All of the data must be retyped exactly, with nothing left out.
*** Records shown ***
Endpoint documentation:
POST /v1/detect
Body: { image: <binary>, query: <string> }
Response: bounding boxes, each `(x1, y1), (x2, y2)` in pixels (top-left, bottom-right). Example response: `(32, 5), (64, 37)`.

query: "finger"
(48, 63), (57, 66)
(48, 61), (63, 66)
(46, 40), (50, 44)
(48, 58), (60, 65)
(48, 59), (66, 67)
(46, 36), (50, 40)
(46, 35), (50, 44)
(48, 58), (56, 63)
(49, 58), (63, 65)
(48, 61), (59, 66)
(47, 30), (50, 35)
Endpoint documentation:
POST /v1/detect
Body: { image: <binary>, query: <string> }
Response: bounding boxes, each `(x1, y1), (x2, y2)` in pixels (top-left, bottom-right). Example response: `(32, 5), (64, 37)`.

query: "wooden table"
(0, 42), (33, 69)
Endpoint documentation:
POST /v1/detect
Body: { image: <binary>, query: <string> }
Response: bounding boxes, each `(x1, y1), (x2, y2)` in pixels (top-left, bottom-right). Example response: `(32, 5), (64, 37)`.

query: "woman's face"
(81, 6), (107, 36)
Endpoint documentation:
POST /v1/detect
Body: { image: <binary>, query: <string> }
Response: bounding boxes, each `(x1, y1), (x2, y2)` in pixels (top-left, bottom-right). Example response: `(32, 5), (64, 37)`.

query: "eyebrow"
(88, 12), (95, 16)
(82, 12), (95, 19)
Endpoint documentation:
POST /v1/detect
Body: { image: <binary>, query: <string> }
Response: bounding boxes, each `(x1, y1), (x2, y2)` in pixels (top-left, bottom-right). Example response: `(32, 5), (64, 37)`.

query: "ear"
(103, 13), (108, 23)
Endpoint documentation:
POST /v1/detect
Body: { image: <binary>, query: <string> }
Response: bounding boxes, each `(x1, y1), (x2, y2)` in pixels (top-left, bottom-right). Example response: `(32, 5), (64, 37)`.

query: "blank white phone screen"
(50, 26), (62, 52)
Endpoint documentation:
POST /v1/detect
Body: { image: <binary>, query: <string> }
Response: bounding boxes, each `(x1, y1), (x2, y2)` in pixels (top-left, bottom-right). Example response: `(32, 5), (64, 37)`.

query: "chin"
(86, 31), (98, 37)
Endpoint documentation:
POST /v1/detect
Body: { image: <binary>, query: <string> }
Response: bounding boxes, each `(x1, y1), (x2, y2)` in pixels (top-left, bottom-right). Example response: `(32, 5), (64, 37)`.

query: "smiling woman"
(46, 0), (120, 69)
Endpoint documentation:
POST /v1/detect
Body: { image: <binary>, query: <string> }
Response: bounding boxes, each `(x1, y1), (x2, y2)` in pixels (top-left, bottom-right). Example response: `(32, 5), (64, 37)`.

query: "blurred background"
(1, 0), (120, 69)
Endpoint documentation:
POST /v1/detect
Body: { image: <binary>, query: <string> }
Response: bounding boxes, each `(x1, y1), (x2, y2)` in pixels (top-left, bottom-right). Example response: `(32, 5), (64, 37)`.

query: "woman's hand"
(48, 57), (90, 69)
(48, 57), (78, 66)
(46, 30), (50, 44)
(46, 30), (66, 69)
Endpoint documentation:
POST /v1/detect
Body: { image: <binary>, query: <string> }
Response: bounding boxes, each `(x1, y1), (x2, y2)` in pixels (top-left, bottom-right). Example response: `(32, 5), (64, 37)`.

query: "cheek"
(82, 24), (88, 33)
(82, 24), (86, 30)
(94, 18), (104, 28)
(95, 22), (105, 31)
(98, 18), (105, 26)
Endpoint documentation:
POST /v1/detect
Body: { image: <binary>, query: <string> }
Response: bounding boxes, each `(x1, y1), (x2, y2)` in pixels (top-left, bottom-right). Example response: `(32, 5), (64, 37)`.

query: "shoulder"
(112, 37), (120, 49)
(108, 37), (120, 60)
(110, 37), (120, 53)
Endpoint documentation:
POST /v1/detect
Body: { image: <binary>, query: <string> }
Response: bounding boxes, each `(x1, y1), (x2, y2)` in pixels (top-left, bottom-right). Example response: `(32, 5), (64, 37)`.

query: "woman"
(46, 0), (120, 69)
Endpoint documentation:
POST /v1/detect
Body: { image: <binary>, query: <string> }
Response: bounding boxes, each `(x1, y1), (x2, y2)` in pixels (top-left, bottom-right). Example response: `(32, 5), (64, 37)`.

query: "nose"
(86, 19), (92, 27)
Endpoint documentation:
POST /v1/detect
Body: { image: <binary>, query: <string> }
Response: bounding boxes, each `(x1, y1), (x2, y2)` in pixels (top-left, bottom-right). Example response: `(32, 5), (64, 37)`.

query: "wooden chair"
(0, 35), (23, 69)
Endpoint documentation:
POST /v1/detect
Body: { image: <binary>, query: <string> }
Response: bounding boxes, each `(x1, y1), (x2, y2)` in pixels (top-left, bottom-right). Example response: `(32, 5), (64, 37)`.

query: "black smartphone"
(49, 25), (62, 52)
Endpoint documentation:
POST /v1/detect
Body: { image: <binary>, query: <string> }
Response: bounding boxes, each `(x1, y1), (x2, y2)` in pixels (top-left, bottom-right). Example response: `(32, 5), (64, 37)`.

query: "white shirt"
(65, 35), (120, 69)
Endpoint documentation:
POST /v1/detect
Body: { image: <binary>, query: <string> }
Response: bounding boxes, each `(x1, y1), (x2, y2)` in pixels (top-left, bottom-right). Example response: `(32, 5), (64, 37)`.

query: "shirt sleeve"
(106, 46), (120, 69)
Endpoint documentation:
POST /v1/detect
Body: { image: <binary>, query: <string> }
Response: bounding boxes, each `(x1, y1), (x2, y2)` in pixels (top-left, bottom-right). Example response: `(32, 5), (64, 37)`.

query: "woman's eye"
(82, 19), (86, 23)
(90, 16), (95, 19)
*** End of Records shown ***
Written answer ▸
Endpoint documentation:
POST /v1/detect
Body: { image: <binary>, query: <string> }
Response: bounding boxes, each `(x1, y1), (x2, y2)` in pixels (top-left, bottom-right). Example response: `(32, 5), (64, 37)`.

query: "finger"
(48, 63), (57, 66)
(48, 61), (63, 66)
(46, 40), (50, 44)
(48, 58), (60, 65)
(48, 59), (66, 67)
(46, 36), (50, 40)
(46, 35), (50, 44)
(48, 58), (56, 63)
(49, 58), (63, 65)
(48, 61), (59, 66)
(47, 30), (50, 35)
Endpoint documentation:
POST /v1/detect
Body: { image: <binary>, query: <string> }
Response: bounding boxes, each `(x1, y1), (x2, y2)` in pixels (top-left, bottom-right). Example response: `(32, 5), (64, 37)`.

query: "wooden table"
(0, 42), (33, 69)
Endpoint documentation:
POST /v1/detect
Body: { image: <binary>, query: <string> }
Response: bounding boxes, each `(x1, y1), (x2, y2)` in pixels (top-left, bottom-right). Example response: `(32, 5), (64, 37)`.

query: "woman's face"
(81, 6), (107, 36)
Endpoint documentation:
POST /v1/detect
Body: { image: <binary>, query: <string> }
Response: bounding boxes, each `(x1, y1), (x2, y2)` in pixels (top-left, bottom-right). Example response: `(32, 5), (64, 37)`.

query: "eyebrow"
(88, 12), (95, 16)
(82, 12), (95, 19)
Endpoint documentation:
POST /v1/detect
Body: { image: <binary>, query: <string> }
Response: bounding boxes, each `(x1, y1), (x2, y2)` in pixels (top-left, bottom-right). Example response: `(32, 5), (64, 37)`.

query: "ear"
(103, 13), (108, 23)
Endpoint documentation:
POST /v1/detect
Body: { image: <binary>, query: <string> }
Response: bounding boxes, each `(x1, y1), (x2, y2)` in pixels (top-left, bottom-right). Example response: `(32, 5), (64, 37)`.

query: "blank white phone screen"
(50, 26), (62, 52)
Endpoint documentation:
POST /v1/detect
Body: { image: <binary>, query: <string> }
Response: bounding boxes, each `(x1, y1), (x2, y2)` in pixels (top-left, bottom-right). Example response: `(32, 5), (64, 37)`.

query: "chin"
(86, 31), (98, 37)
Endpoint documentation:
POST /v1/detect
Body: { image: <binary>, query: <string> }
Response: bounding boxes, each `(x1, y1), (x2, y2)` in pixels (top-left, bottom-right). Example response: `(32, 5), (64, 37)`.

query: "smiling woman"
(46, 0), (120, 69)
Endpoint documentation:
POST /v1/detect
Body: { image: <binary>, query: <string> }
Response: bounding boxes, each `(x1, y1), (x2, y2)` in pixels (top-left, bottom-right). Example response: `(32, 5), (64, 37)`.

query: "blurred background"
(1, 0), (120, 69)
Endpoint documentation:
POST /v1/detect
Body: { image: <binary>, query: <string> }
Response: bounding boxes, each `(x1, y1), (x2, y2)` in pixels (top-left, bottom-right). Example response: `(32, 5), (64, 37)`.

query: "woman's hand"
(48, 57), (90, 69)
(48, 57), (78, 66)
(46, 30), (50, 44)
(46, 30), (66, 69)
Endpoint documentation:
POST /v1/detect
Body: { image: <binary>, query: <string> }
Response: bounding boxes, each `(x1, y1), (x2, y2)` in pixels (top-left, bottom-right). Example response: `(32, 5), (64, 37)`.

query: "cheek"
(82, 24), (88, 33)
(82, 24), (86, 30)
(94, 18), (104, 28)
(95, 22), (105, 31)
(98, 18), (105, 26)
Endpoint documentation:
POST /v1/detect
Body: { image: <binary>, query: <string> }
Response: bounding boxes, each `(x1, y1), (x2, y2)` in pixels (top-left, bottom-right). Example response: `(32, 5), (64, 37)`.

query: "shoulder"
(112, 37), (120, 49)
(108, 37), (120, 60)
(110, 37), (120, 53)
Endpoint documentation:
POST /v1/detect
Body: { image: <binary>, query: <string> }
Response: bounding boxes, each `(x1, y1), (x2, y2)` in pixels (top-left, bottom-right). Example response: `(32, 5), (64, 37)`.

query: "woman"
(46, 0), (120, 69)
Endpoint documentation:
POST /v1/detect
Body: { image: <binary>, query: <string> }
Response: bounding boxes, each `(x1, y1), (x2, y2)` in pixels (top-left, bottom-right). Example response: `(32, 5), (64, 37)`.

query: "nose"
(86, 19), (92, 27)
Endpoint documentation:
POST /v1/detect
Body: { image: <binary>, query: <string> }
Response: bounding boxes, each `(x1, y1), (x2, y2)` in pixels (top-left, bottom-right). Example response: `(32, 5), (64, 37)`.

query: "wooden chair"
(0, 35), (23, 69)
Endpoint documentation:
POST /v1/detect
Body: { image: <binary>, query: <string> }
Response: bounding boxes, each `(x1, y1), (x2, y2)` in pixels (top-left, bottom-right). Example response: `(32, 5), (64, 37)`.

query: "black smartphone"
(49, 25), (62, 52)
Endpoint documentation:
POST /v1/detect
Body: { image: <binary>, query: <string> }
Response: bounding boxes, each `(x1, y1), (x2, y2)` in pixels (top-left, bottom-right). Example response: `(32, 5), (64, 37)`.

query: "white shirt"
(65, 35), (120, 69)
Endpoint documentation:
POST /v1/detect
Body: { image: <binary>, query: <string> }
Response: bounding boxes, each `(x1, y1), (x2, y2)` in pixels (top-left, bottom-right). Example response: `(32, 5), (64, 37)`.

query: "shirt sleeve"
(106, 46), (120, 69)
Endpoint documentation:
POST /v1/detect
Body: { image: <binary>, query: <string> }
Response: bounding boxes, each `(x1, y1), (x2, y2)` in pixels (top-left, bottom-right). Example response: `(32, 5), (64, 37)`.

query: "woman's eye"
(82, 19), (86, 23)
(90, 16), (95, 19)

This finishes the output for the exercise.